**SOURCE:**
::::::::::
De l’autre côté de l’Amérique, le pape de l’animation Walt Disney continue d’innover encore et toujours plus ; le mélange du « live-action » et de séquences animées n’est désormais plus insurmontable pour le producteur confirmé qui sort deux ans plus tôt Le Dragon Récalcitrant (malgré son four retentissant). Welles crée de toute pièce son scénario et s’octroie même le rôle de l’aviateur. Il espère également superviser l’ensemble du tournage des séquences en prises de vue réelles à proprement parler, et mise sur les talents des studios de Disney afin de produire des tableaux animés dépeignant les paysages fantastiques décrits dans le roman.
::::::::::
(Données)
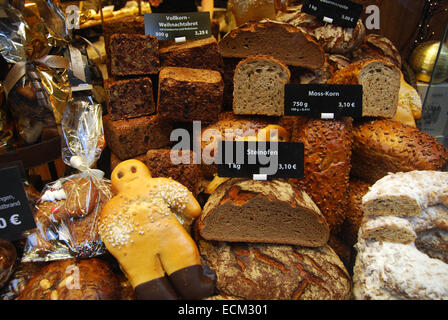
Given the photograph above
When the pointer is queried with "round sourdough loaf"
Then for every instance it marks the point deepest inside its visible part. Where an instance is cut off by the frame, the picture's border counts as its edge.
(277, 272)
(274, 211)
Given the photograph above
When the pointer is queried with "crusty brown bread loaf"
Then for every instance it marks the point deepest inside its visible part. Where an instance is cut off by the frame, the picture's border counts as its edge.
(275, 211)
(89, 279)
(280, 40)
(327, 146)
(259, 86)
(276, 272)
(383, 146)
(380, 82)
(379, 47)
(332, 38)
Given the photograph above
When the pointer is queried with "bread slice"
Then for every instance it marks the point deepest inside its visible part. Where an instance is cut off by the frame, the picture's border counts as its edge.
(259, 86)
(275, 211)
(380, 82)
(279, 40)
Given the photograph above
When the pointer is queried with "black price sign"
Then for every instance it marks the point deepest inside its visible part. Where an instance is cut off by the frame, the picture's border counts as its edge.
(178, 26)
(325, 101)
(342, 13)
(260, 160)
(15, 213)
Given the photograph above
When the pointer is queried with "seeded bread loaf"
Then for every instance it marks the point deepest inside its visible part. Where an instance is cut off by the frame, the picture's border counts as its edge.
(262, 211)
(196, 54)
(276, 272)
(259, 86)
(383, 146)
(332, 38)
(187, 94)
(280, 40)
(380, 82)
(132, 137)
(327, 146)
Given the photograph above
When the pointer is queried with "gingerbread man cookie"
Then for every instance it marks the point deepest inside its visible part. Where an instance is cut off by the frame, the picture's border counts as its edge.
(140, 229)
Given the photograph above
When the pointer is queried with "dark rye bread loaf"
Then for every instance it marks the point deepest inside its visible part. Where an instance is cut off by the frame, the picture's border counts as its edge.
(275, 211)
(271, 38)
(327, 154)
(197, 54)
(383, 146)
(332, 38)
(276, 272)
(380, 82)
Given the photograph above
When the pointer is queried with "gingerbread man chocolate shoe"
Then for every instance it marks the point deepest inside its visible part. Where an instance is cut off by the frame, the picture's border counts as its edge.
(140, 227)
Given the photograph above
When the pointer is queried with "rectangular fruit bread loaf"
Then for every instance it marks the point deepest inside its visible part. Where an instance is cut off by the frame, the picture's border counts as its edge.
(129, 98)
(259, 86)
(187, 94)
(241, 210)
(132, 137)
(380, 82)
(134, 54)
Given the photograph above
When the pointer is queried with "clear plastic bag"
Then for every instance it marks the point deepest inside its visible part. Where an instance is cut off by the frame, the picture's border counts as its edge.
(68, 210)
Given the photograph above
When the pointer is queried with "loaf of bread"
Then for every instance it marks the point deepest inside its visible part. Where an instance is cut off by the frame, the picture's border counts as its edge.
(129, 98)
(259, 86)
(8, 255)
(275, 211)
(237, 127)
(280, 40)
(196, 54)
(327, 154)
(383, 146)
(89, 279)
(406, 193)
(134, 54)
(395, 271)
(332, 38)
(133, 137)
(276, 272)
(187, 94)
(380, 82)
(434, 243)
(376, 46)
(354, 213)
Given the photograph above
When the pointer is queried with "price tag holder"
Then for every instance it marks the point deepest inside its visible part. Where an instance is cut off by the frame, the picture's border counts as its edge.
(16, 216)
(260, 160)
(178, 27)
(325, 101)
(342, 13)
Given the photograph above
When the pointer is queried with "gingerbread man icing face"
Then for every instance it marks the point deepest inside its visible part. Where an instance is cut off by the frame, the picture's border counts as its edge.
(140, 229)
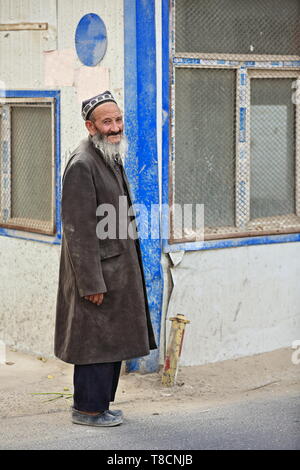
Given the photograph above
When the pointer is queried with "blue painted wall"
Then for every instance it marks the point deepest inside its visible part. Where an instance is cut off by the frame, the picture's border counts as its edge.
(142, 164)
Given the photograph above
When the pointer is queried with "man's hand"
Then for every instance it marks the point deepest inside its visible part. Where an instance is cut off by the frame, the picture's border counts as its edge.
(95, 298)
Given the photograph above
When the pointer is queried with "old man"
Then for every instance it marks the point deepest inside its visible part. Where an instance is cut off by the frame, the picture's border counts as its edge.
::::::::::
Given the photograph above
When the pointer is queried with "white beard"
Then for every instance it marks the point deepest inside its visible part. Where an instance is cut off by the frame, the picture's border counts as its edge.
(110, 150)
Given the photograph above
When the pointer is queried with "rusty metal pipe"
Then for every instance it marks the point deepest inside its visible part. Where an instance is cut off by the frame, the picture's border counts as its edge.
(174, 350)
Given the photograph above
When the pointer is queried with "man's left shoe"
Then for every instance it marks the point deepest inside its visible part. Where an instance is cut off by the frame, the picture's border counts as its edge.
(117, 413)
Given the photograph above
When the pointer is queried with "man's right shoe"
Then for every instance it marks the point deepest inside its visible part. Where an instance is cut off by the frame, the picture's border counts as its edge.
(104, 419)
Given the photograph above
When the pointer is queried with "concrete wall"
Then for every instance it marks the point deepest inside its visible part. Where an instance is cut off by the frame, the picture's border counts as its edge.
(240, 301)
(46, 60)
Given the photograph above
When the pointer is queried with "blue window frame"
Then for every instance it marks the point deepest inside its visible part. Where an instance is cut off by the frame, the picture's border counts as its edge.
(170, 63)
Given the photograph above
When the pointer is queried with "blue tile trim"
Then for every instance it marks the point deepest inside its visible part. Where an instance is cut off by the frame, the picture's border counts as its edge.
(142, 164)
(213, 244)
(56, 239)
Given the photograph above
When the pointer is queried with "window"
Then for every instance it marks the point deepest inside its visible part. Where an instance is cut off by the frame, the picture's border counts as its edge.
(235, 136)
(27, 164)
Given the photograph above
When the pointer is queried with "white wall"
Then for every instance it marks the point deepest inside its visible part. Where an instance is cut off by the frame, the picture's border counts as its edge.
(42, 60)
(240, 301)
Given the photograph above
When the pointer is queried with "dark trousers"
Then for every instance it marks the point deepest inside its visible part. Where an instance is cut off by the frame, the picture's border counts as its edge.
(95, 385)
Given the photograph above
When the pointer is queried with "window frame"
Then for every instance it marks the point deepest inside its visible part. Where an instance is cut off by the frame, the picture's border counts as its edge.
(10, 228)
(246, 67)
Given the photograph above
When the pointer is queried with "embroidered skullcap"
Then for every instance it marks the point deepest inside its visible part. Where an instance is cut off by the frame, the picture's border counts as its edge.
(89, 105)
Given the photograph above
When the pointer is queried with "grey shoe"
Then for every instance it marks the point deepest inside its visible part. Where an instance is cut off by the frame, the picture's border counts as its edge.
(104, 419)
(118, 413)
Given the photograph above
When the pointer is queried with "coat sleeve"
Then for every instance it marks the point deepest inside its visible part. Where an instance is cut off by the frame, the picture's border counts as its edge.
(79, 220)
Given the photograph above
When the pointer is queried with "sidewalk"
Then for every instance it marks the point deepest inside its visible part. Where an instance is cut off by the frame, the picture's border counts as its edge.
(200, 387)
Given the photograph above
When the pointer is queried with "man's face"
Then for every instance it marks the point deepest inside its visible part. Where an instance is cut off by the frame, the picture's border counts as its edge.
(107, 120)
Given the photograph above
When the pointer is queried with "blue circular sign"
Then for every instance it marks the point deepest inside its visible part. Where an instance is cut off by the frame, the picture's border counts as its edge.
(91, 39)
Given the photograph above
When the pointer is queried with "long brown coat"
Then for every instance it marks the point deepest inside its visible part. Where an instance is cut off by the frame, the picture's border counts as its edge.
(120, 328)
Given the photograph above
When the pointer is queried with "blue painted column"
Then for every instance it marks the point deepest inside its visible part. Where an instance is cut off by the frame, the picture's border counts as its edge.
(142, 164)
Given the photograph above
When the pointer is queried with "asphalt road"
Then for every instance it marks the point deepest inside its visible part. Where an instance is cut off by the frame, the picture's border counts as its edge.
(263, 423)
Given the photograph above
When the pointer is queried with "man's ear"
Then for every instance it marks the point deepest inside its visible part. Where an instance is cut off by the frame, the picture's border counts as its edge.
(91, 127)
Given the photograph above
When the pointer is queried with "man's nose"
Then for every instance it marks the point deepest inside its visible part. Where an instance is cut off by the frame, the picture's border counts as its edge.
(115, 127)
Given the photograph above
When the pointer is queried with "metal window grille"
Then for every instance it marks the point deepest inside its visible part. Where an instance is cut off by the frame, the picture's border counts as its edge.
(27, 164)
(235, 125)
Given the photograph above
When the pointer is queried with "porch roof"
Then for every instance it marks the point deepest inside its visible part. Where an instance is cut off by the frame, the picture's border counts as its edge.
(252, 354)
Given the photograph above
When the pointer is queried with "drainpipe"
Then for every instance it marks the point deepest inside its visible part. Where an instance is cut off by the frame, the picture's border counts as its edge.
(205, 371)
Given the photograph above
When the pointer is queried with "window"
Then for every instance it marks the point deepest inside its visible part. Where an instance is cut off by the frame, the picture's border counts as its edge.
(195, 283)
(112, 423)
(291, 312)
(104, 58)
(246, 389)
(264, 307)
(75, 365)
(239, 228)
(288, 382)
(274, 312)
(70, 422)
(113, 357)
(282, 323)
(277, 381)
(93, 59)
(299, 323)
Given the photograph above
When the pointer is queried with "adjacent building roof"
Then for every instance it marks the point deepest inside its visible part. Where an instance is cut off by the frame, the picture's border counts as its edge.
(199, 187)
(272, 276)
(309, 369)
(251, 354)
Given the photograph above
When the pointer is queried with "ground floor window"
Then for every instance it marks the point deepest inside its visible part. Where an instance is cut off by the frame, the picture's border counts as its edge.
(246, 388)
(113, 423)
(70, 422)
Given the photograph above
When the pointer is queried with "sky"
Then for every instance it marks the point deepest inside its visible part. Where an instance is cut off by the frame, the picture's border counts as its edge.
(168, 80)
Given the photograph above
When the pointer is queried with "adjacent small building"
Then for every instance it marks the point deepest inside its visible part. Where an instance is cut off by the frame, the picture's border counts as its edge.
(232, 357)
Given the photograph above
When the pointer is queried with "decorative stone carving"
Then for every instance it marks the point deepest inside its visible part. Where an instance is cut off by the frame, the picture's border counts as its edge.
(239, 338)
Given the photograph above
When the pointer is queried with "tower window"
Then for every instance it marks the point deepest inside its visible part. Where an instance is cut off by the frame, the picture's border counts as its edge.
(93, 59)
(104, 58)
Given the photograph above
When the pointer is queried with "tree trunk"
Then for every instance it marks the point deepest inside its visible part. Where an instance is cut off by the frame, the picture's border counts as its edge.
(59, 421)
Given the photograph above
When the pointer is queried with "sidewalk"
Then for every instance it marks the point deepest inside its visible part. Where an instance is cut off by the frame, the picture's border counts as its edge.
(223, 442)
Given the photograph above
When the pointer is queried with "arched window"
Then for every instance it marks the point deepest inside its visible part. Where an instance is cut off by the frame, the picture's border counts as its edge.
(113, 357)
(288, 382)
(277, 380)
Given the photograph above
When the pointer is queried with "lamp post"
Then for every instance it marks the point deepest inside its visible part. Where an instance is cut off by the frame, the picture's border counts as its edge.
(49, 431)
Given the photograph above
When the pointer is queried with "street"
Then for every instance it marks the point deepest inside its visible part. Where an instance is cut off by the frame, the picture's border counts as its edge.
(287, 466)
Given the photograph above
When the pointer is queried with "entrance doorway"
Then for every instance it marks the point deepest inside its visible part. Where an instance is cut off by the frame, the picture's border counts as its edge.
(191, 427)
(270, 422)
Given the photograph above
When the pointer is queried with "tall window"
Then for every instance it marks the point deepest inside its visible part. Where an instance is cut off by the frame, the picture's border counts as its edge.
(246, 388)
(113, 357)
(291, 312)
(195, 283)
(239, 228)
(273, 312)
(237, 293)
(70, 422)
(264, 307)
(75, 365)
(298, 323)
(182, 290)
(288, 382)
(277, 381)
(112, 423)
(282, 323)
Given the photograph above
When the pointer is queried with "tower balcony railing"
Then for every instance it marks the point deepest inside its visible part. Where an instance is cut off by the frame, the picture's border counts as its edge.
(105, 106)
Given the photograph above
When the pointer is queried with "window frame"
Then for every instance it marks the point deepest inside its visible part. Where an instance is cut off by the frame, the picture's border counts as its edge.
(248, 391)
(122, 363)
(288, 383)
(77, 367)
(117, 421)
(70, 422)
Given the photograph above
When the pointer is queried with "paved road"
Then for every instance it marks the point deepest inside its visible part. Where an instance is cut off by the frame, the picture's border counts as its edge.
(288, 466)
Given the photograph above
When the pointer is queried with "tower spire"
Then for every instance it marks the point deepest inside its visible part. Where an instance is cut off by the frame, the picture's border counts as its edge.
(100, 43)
::::::::::
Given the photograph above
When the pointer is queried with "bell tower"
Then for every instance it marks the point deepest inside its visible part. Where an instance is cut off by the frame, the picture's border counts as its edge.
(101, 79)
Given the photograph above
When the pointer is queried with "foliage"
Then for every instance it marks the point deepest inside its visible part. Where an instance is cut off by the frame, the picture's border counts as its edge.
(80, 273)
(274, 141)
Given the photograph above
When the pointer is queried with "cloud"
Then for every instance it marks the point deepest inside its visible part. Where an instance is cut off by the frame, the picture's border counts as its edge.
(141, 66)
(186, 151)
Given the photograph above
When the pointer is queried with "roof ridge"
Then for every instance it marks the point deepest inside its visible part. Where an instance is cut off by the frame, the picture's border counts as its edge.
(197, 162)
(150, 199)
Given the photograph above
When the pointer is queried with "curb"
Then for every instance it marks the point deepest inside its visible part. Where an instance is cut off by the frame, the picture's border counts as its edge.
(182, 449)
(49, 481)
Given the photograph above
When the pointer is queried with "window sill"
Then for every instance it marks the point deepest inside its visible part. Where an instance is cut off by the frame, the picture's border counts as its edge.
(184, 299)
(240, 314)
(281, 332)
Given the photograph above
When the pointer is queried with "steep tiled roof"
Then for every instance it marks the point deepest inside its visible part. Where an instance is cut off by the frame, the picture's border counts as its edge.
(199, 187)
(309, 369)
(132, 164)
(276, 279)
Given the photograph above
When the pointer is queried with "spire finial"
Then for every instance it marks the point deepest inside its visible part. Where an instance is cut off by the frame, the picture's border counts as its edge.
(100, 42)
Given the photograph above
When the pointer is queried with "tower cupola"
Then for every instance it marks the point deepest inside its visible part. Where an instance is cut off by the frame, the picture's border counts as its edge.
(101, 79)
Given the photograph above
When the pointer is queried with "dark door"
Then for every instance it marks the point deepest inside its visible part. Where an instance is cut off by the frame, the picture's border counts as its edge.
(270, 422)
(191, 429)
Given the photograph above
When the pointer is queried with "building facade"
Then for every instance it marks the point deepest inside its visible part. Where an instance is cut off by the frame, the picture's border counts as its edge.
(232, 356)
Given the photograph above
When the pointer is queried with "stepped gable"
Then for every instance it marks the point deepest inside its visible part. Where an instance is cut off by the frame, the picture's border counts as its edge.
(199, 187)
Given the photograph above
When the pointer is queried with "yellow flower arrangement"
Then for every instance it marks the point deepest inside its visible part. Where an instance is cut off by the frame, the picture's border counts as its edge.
::::::::::
**CONSIGNES:**
• a. Répondez à ces questions d'après le texte sur Welles et Disney :
(i) Quel film Walt Disney a-t-il sorti deux ans plus tôt ?
(ii) Quel rôle Welles s'octroie-t-il ?
(iii) Sur quoi Welles mise-t-il pour produire les tableaux animés ?
• b. Traduisez en anglais cette phrase du texte sur Welles et Disney : « Welles crée de toute pièce son scénario et s’octroie même le rôle de l’aviateur. »
• c. Recopiez le passage du texte sur Welles et Disney situé entre « De l’autre côté » et « dans le roman. », bornes incluses.
Les entrées n'interviennent pas ici.

**RÉPONSES:**
• a.
(i) Le Dragon Récalcitrant.
(ii) Le rôle de l'aviateur.
(iii) Sur les talents des studios de Disney.

• b. Welles creates his screenplay from scratch and even gives himself the role of the aviator.

• c.
De l’autre côté de l’Amérique, le pape de l’animation Walt Disney continue d’innover encore et toujours plus ; le mélange du « live-action » et de séquences animées n’est désormais plus insurmontable pour le producteur confirmé qui sort deux ans plus tôt Le Dragon Récalcitrant (malgré son four retentissant). Welles crée de toute pièce son scénario et s’octroie même le rôle de l’aviateur. Il espère également superviser l’ensemble du tournage des séquences en prises de vue réelles à proprement parler, et mise sur les talents des studios de Disney afin de produire des tableaux animés dépeignant les paysages fantastiques décrits dans le roman.